_SET EXERCISE_.
Please write out again the part of the entries that opens with the line containing "Screen reader assistance: help the user find the pink" and runs through the end of the entries, swapping "girl's" for "child's" and leaving everything else unchanged.

_MATERIAL SHOWN_.

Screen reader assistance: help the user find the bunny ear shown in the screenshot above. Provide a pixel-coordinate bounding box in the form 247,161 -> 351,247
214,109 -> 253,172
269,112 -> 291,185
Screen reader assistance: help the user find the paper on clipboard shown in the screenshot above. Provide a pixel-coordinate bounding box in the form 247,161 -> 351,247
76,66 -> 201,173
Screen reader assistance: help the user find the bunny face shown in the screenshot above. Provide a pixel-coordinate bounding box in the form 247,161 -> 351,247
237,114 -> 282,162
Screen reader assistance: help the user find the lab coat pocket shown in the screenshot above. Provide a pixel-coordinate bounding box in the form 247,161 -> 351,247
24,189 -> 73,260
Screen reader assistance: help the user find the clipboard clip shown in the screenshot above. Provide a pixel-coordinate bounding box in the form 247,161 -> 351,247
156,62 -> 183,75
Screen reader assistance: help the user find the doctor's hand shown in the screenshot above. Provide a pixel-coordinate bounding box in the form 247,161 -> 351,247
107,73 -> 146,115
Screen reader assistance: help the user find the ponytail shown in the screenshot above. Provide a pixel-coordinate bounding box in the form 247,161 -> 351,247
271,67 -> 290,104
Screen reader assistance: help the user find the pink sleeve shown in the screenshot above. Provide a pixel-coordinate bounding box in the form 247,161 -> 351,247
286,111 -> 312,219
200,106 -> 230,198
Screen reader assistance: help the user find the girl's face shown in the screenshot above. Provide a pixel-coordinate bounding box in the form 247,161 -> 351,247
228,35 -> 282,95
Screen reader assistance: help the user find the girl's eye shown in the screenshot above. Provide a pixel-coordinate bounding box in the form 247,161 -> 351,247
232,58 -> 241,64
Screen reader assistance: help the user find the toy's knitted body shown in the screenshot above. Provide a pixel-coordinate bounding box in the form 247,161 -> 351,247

_TASK SOLUTION_.
Screen reader assistance: help the user find the pink sleeve shown in the screenshot above. Provide a pixel-coordinate bounding box in the form 247,161 -> 351,247
286,111 -> 312,219
200,106 -> 230,198
Screen reader assistance: help the user find the child's face shown in the screenshot above. Provide a pixel-coordinate bounding box in the form 247,161 -> 351,247
228,35 -> 282,95
Screen reader assistance: help the user find the child's eye shown in the screenshot above. Provide a pixel-coordinate bounding box in the form 247,161 -> 351,247
232,58 -> 241,64
Screen reader assistance: help the user find the toy's knitted body shown in the screenshot above. Provide a pixel-coordinate bounding box in the form 247,161 -> 351,247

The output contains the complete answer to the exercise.